↓↓↓
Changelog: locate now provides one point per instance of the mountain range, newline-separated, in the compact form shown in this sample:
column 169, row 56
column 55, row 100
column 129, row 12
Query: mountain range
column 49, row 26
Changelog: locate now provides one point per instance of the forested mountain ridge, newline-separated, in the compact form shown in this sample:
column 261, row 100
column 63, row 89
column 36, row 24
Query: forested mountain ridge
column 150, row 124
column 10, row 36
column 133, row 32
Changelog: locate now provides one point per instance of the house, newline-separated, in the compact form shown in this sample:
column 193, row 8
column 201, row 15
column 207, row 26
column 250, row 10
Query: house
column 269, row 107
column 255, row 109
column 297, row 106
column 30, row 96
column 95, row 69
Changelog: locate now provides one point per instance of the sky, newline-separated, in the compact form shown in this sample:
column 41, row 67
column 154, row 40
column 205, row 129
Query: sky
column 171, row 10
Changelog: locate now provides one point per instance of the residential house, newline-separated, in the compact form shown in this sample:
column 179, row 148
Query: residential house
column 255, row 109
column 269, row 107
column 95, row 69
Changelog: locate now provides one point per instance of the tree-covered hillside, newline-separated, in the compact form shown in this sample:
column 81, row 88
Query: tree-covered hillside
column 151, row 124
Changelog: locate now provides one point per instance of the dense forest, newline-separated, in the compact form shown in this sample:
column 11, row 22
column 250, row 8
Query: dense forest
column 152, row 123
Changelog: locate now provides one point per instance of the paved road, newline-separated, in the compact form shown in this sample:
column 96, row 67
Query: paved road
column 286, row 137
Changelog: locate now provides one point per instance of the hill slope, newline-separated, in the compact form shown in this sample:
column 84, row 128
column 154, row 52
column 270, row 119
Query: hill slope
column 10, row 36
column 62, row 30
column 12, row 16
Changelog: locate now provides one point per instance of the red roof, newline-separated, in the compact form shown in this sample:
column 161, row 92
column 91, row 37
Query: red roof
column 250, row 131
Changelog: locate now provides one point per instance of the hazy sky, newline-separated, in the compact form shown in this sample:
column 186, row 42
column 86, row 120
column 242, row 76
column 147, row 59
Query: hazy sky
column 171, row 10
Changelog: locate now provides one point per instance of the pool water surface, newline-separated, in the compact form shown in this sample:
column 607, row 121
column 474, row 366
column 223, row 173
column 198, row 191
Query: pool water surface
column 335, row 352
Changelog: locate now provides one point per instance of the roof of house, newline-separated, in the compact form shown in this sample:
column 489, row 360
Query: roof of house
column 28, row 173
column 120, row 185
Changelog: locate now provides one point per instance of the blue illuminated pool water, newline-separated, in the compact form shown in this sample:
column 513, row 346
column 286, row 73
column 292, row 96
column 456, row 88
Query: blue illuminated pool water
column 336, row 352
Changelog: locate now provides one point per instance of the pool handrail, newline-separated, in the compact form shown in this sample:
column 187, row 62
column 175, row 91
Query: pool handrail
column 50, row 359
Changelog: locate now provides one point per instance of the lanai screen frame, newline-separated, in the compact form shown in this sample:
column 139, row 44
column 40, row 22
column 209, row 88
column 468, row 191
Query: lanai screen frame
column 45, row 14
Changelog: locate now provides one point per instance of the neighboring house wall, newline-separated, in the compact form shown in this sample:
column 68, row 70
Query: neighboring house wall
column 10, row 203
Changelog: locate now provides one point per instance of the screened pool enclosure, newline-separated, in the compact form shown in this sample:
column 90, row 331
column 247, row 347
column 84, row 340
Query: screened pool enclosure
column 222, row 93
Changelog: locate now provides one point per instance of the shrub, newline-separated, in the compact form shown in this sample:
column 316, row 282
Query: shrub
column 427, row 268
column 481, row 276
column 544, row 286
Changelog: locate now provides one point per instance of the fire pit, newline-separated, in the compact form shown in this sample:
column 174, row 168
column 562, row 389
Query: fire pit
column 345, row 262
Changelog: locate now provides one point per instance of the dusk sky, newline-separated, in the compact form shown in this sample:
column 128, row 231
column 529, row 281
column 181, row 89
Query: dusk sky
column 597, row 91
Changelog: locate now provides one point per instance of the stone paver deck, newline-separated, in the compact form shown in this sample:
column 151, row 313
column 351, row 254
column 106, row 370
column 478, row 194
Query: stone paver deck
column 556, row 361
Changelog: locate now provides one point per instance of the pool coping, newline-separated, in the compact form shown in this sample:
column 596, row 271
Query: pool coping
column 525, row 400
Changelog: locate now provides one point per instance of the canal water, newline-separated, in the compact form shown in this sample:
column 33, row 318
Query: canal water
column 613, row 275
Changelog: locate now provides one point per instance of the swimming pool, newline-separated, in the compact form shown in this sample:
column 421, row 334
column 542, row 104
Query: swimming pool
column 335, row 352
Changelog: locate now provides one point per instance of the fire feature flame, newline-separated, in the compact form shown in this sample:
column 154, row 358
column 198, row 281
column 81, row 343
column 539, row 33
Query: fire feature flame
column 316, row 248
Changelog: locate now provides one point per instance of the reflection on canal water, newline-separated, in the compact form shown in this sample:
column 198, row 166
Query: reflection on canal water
↑↑↑
### [AIM OF THE EXERCISE]
Copy the entire listing above line for line, without changing a single character.

### [ANSWER TO THE EXERCISE]
Changelog: locate now provides one point per instance of the mountain range, newline-separated, in the compact form shown in this sample:
column 169, row 56
column 55, row 100
column 129, row 12
Query: mountain range
column 49, row 26
Changelog: locate now provides one point per instance of the forested mountain ridge, newline-separated, in the compact form shown in this sample:
column 261, row 100
column 63, row 89
column 36, row 24
Query: forested mountain ridge
column 150, row 124
column 10, row 36
column 133, row 32
Changelog: locate now provides one point per instance of the house, newline-separated, in the compact form shown in this sample:
column 193, row 8
column 201, row 15
column 207, row 26
column 250, row 10
Query: house
column 269, row 107
column 255, row 109
column 297, row 106
column 30, row 96
column 95, row 69
Changelog: locate now provides one point per instance of the sky, newline-separated, in the compact form shown in this sample:
column 41, row 67
column 154, row 40
column 205, row 129
Query: sky
column 171, row 10
Changelog: locate now provides one point per instance of the residential house, newline-separated, in the compact form shown in this sample:
column 179, row 148
Query: residential house
column 255, row 109
column 269, row 107
column 95, row 69
Changelog: locate now provides one point per instance of the tree-covered hillside, newline-separated, in the compact form shown in this sample:
column 81, row 88
Query: tree-covered hillside
column 151, row 124
Changelog: locate now provides one point per instance of the dense forest, newline-separated, in the compact form shown in this sample:
column 11, row 22
column 250, row 8
Query: dense forest
column 152, row 123
Changelog: locate now provides one point per instance of the paved road, newline-separated, in the compact form shown in this sample:
column 96, row 67
Query: paved road
column 286, row 137
Changelog: locate now provides one point per instance of the hill slope, newline-separated, in the compact form shown in this sample:
column 84, row 128
column 154, row 52
column 270, row 119
Query: hill slope
column 10, row 36
column 62, row 30
column 12, row 16
Changelog: locate now provides one point per instance of the red roof, newline-separated, in the compact form shown in this sample:
column 161, row 92
column 91, row 37
Query: red roof
column 250, row 131
Changelog: locate now provides one point per instance of the hazy sky, newline-separated, in the compact form shown in this sample:
column 186, row 42
column 86, row 120
column 242, row 76
column 147, row 59
Query: hazy sky
column 171, row 10
Changelog: locate now provides one point per instance of the pool water surface, newline-separated, in the compact form shown in this sample:
column 607, row 121
column 474, row 366
column 223, row 173
column 198, row 191
Query: pool water surface
column 335, row 352
Changelog: locate now provides one point per instance of the roof of house, newline-separated, in the compact form shown in this sample:
column 489, row 360
Query: roof of house
column 28, row 173
column 120, row 185
Changelog: locate now provides one point per instance of the blue illuminated pool water, newline-separated, in the compact form shown in this sample:
column 513, row 346
column 286, row 73
column 292, row 96
column 456, row 88
Query: blue illuminated pool water
column 336, row 352
Changelog: locate now provides one point per instance of the pool handrail, newline-separated, in the compact form shown in this sample:
column 187, row 62
column 175, row 91
Query: pool handrail
column 50, row 359
Changelog: locate now provides one point per instance of the lanai screen frame, newline-separated, in the compact form shown in this sample:
column 139, row 44
column 40, row 22
column 209, row 88
column 468, row 191
Query: lanai screen frame
column 45, row 14
Changelog: locate now provides one point per instance of the neighboring house wall, newline-separated, in the compact form shown in this sample:
column 68, row 70
Query: neighboring house wall
column 10, row 203
Changelog: locate now provides one point per instance of the screened pool enclosure, newline-separated, in the compact form shown in this sample:
column 90, row 331
column 247, row 347
column 84, row 340
Query: screened pool enclosure
column 222, row 93
Changelog: locate now provides one point per instance of the shrub, newline-separated, in the compact form shown in this sample:
column 316, row 282
Query: shrub
column 427, row 268
column 481, row 276
column 544, row 286
Changelog: locate now provides one point per instance of the fire pit, newline-separated, in the compact form shown in this sample:
column 174, row 168
column 562, row 389
Query: fire pit
column 345, row 262
Changelog: locate now provides one point per instance of the dusk sky, newline-separated, in the compact form shown in this sample:
column 128, row 231
column 529, row 281
column 181, row 89
Query: dusk sky
column 597, row 91
Changelog: locate now provides one point per instance of the stone paver deck, newline-separated, in the compact form shown in this sample:
column 151, row 313
column 351, row 254
column 106, row 370
column 478, row 194
Query: stone paver deck
column 556, row 361
Changelog: locate now provides one point per instance of the pool coping, newline-separated, in the compact form shown in this sample:
column 596, row 271
Query: pool coping
column 525, row 400
Changelog: locate now provides one point per instance of the canal water, newline-separated, in the compact form shown in this sample:
column 33, row 318
Query: canal water
column 613, row 275
Changelog: locate now provides one point per instance of the swimming pool, newline-separated, in the compact form shown in this sample:
column 421, row 334
column 542, row 104
Query: swimming pool
column 335, row 352
Changelog: locate now provides one point per instance of the fire feature flame, newline-separated, in the compact form shown in this sample:
column 154, row 358
column 198, row 281
column 81, row 343
column 539, row 33
Query: fire feature flame
column 316, row 248
Changelog: locate now provides one point per instance of the reflection on canal water, newline-separated, in the compact form shown in this sample:
column 198, row 166
Query: reflection on canal water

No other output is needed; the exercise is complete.